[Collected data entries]
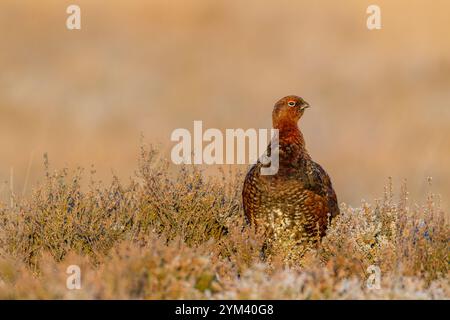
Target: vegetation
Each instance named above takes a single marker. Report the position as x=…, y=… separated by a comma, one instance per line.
x=175, y=234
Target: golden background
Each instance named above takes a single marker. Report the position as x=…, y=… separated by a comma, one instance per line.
x=380, y=99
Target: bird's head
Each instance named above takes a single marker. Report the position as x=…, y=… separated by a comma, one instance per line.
x=287, y=111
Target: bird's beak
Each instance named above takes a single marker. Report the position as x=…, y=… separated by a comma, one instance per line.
x=305, y=106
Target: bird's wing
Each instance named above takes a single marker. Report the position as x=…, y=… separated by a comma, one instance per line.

● **Given exercise**
Express every line of the data above as a JSON list of strings, one string per line, with blank lines left out. Don't include the pictures in your answer.

● **Answer to the task**
[
  "Target: vegetation",
  "Each instance named above takes a single marker. Report the position as x=…, y=… separated by a comma, one instance per line.",
  "x=175, y=234",
  "Target: golden background",
  "Each instance named above takes a single marker. Report the position as x=…, y=… separated by a comma, one instance per line.",
  "x=380, y=99",
  "Target: bird's head",
  "Each instance named above takes a single marker. Report the position as x=…, y=… separated by a comma, one instance per line.",
  "x=287, y=111",
  "Target: bird's beak",
  "Each instance named above takes a single marker. Report the position as x=…, y=… separated by a comma, one instance per line.",
  "x=305, y=106",
  "Target: bird's wing",
  "Each instance named above takes a single marker. Report the position as x=…, y=… separated by a comma, one instance per line."
]